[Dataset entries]

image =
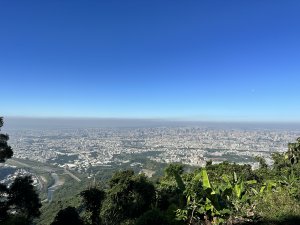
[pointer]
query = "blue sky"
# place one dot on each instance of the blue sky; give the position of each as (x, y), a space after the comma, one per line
(191, 60)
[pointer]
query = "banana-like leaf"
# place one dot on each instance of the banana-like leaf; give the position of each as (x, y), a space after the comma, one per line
(205, 179)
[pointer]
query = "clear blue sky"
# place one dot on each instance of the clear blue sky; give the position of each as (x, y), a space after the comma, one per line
(195, 60)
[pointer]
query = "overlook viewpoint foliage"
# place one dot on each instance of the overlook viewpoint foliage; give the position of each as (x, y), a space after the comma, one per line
(225, 193)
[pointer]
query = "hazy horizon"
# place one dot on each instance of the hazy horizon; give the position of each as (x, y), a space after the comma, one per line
(46, 123)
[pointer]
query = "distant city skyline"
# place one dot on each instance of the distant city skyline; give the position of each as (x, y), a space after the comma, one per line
(176, 60)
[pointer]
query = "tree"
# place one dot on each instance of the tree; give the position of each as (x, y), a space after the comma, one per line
(19, 203)
(92, 200)
(68, 215)
(23, 198)
(128, 197)
(5, 150)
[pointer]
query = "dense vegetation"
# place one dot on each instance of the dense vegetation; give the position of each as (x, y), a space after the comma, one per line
(226, 193)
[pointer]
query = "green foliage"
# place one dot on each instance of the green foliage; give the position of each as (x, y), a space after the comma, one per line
(92, 200)
(152, 217)
(23, 198)
(128, 197)
(68, 215)
(5, 150)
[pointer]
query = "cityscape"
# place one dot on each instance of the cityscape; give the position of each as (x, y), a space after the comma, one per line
(81, 149)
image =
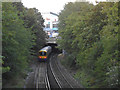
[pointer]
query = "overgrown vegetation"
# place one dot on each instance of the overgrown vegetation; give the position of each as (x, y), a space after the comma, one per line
(89, 35)
(22, 37)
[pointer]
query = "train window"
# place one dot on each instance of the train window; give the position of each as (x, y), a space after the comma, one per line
(42, 53)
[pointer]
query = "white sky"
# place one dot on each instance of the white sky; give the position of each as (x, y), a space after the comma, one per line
(49, 5)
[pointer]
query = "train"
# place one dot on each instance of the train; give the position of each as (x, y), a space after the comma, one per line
(44, 53)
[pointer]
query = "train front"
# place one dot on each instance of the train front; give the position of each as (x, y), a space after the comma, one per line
(42, 56)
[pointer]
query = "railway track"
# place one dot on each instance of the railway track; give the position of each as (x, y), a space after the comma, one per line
(41, 77)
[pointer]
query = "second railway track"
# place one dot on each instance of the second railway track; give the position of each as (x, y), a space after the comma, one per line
(41, 77)
(62, 77)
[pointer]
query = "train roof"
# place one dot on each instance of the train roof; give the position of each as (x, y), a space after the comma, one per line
(45, 48)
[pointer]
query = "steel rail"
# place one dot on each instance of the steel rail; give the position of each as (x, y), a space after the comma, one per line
(57, 81)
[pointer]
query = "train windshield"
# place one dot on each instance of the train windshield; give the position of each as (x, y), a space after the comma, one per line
(42, 53)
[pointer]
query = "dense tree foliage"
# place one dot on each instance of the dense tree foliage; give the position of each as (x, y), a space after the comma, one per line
(22, 36)
(89, 35)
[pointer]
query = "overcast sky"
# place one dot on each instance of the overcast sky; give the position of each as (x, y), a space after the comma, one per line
(48, 5)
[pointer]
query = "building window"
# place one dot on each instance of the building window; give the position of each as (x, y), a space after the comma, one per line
(55, 25)
(47, 25)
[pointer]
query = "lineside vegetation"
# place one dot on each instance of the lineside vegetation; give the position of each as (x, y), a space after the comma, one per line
(89, 35)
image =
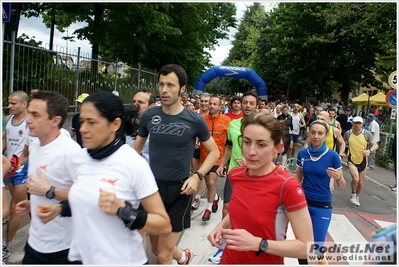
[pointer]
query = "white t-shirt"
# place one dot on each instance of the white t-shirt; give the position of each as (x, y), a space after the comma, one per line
(97, 237)
(295, 122)
(16, 138)
(53, 236)
(145, 152)
(375, 128)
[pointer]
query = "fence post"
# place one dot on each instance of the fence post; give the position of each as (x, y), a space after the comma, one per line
(12, 58)
(138, 78)
(77, 81)
(116, 73)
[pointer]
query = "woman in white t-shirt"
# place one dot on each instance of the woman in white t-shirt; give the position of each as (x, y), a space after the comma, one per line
(110, 182)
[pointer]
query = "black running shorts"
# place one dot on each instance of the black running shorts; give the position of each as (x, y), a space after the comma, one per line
(177, 206)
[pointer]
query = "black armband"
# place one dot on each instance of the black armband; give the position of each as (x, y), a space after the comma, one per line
(135, 219)
(228, 142)
(65, 209)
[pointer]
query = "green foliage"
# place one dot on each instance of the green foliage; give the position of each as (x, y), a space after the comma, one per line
(151, 34)
(385, 159)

- _REQUIRED WORK_:
How many of the lines above contain the word "blue"? Reply with the number alone.

- _TASK ANSWER_:
4